**WHAT IS NEEDED**
Return exactly the lines from the "Report the position of each instance of the steering wheel as" line through the last line of the entries below. Include no pictures.

** start of DATASET RECORDS **

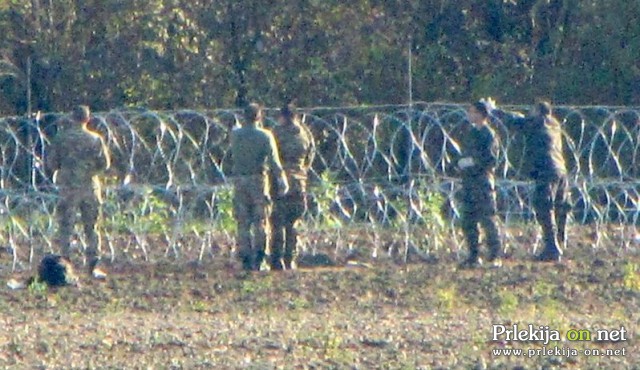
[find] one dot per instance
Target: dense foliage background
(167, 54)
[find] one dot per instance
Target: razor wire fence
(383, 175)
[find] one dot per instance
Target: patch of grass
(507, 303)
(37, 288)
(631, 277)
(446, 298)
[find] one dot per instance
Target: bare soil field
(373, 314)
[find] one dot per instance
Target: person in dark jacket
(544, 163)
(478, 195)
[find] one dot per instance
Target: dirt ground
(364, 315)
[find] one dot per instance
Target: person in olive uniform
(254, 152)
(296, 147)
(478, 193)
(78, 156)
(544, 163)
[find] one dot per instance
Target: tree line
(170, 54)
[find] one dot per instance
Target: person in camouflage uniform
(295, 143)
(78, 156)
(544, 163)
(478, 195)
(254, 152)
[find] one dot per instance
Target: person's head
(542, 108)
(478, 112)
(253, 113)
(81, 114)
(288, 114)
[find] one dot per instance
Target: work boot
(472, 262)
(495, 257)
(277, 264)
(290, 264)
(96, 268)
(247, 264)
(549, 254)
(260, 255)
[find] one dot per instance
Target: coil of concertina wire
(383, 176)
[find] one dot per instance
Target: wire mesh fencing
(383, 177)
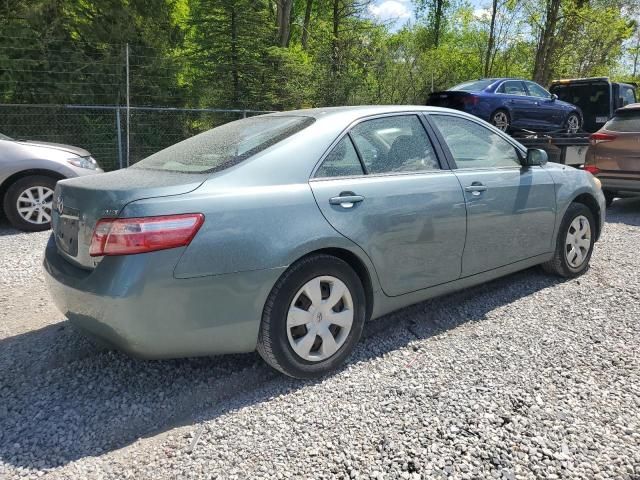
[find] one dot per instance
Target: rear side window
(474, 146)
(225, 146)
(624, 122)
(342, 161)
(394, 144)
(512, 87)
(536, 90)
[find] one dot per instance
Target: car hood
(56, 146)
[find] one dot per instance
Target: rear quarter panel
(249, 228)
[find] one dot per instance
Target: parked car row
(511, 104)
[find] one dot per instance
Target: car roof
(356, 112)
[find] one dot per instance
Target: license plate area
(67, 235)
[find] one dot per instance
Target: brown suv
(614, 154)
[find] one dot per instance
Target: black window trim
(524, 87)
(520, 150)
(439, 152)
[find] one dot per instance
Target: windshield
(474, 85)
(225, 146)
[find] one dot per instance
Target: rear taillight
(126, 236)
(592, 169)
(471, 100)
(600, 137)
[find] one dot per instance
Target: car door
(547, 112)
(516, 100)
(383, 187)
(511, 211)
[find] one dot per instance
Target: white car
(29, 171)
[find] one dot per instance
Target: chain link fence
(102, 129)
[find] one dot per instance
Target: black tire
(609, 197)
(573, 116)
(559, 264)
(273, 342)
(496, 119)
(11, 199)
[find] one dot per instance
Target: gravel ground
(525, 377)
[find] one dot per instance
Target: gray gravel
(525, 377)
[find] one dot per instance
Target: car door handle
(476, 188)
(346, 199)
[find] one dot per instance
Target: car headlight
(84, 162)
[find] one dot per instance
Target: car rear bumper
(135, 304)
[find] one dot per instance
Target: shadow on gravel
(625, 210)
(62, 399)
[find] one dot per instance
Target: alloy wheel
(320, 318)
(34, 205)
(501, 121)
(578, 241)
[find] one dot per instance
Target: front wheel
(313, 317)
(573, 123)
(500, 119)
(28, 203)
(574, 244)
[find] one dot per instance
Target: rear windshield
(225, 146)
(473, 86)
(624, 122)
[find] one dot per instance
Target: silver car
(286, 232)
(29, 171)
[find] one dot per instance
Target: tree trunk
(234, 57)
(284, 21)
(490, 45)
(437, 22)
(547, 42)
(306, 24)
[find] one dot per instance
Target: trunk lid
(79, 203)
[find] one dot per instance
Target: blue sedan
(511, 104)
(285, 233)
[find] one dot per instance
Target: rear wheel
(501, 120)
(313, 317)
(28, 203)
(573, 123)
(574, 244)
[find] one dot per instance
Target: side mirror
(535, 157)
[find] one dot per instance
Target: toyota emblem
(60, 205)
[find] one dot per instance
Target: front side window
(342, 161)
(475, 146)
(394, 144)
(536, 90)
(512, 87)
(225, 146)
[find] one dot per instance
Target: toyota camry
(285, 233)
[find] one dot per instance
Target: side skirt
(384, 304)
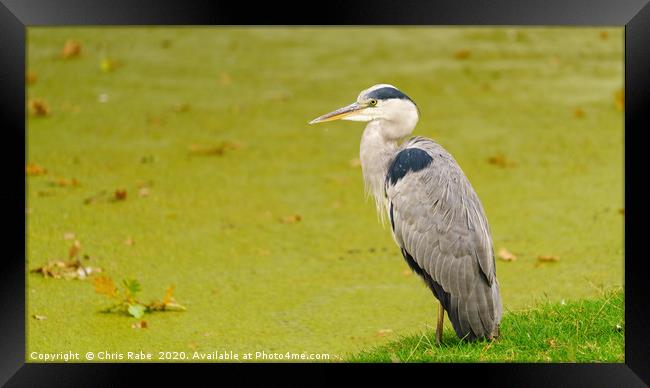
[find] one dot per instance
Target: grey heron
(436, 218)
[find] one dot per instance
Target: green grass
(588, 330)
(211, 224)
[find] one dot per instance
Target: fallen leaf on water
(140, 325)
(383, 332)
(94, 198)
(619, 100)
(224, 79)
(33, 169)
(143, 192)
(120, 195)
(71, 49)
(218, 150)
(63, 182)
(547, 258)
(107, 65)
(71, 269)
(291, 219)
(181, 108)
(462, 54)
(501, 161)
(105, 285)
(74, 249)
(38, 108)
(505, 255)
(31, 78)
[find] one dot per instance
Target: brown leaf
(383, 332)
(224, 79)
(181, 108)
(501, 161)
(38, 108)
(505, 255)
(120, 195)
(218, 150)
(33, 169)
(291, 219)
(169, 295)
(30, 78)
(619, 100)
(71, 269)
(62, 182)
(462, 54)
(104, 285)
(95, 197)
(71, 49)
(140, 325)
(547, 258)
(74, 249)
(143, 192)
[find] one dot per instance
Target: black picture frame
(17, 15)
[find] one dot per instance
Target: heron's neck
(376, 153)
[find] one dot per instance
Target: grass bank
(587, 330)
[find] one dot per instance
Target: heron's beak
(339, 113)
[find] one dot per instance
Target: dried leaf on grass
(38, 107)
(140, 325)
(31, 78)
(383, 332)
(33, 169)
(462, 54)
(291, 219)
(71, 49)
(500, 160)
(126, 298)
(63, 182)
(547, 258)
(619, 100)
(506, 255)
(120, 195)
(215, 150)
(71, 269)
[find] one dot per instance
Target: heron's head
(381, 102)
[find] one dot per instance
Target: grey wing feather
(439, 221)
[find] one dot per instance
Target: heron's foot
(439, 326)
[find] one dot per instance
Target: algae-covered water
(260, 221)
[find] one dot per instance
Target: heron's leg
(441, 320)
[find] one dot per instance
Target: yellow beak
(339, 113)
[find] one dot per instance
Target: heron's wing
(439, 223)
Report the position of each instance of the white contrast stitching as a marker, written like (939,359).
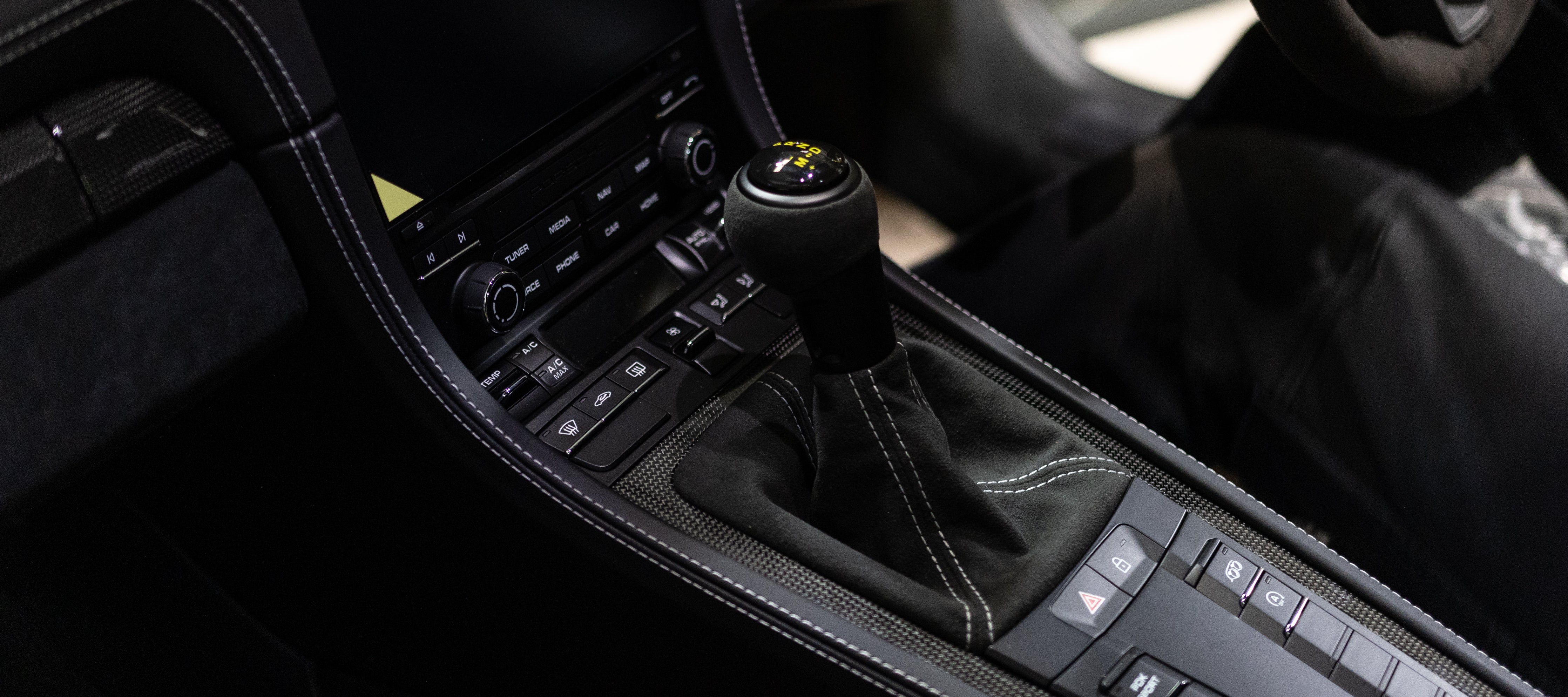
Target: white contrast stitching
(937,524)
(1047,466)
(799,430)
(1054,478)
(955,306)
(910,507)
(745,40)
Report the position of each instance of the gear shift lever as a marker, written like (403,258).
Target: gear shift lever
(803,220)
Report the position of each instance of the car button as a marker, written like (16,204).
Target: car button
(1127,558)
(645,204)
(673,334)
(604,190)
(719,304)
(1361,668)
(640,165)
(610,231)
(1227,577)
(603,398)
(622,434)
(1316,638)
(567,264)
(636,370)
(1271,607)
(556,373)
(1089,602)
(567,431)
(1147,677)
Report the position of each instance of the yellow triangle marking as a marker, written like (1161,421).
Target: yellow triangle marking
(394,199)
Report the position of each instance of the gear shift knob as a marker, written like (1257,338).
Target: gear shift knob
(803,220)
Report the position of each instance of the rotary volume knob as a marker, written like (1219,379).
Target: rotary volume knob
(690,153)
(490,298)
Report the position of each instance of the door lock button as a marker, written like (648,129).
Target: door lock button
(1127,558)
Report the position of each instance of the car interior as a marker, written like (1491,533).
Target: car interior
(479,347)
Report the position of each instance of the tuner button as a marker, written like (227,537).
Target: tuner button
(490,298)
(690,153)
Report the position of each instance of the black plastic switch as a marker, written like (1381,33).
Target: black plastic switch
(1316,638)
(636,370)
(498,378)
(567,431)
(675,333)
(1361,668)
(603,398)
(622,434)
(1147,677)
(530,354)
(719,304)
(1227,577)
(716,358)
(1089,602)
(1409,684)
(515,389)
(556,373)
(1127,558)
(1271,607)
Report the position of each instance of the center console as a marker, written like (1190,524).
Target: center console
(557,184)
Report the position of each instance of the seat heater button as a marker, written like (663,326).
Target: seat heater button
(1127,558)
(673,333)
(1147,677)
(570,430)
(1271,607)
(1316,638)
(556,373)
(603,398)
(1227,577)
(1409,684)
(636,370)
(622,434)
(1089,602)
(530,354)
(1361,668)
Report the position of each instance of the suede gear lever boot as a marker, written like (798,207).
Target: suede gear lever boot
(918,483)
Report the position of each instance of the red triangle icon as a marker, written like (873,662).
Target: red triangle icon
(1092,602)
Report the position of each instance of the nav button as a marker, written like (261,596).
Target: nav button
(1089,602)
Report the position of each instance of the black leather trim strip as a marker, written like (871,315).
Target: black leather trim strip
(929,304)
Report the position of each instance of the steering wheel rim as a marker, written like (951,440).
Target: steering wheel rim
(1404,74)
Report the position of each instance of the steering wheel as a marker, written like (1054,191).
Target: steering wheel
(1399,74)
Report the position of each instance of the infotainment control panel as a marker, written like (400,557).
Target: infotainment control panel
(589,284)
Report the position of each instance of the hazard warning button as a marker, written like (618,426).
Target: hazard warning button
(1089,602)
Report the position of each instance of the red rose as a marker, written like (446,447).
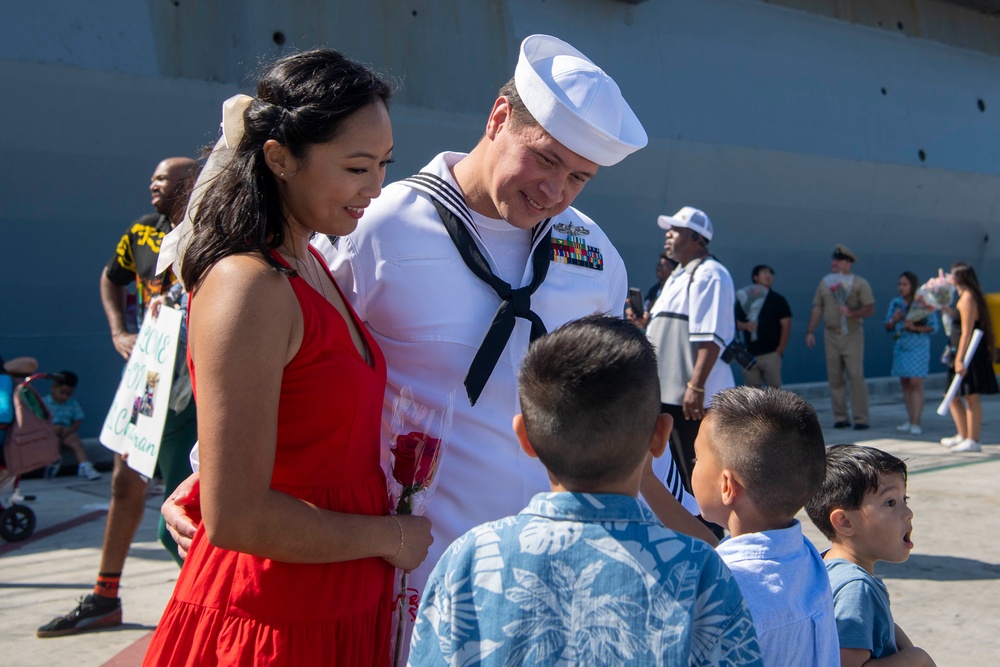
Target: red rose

** end of DATASET RECORDS **

**RESULT**
Report the position of each instance of the steering wheel as a marker, written like (1054,191).
Target: steering wheel
(1399,74)
Report the position of each instance of the infotainment control panel as a marker, written like (400,557).
Target: infotainment control panel
(589,284)
Report the position of each instance of the hazard warning button as a marker, written like (618,426).
Target: hazard warning button
(1089,602)
Report the position of each instance of the red rose as a marker, written like (446,447).
Target: red rose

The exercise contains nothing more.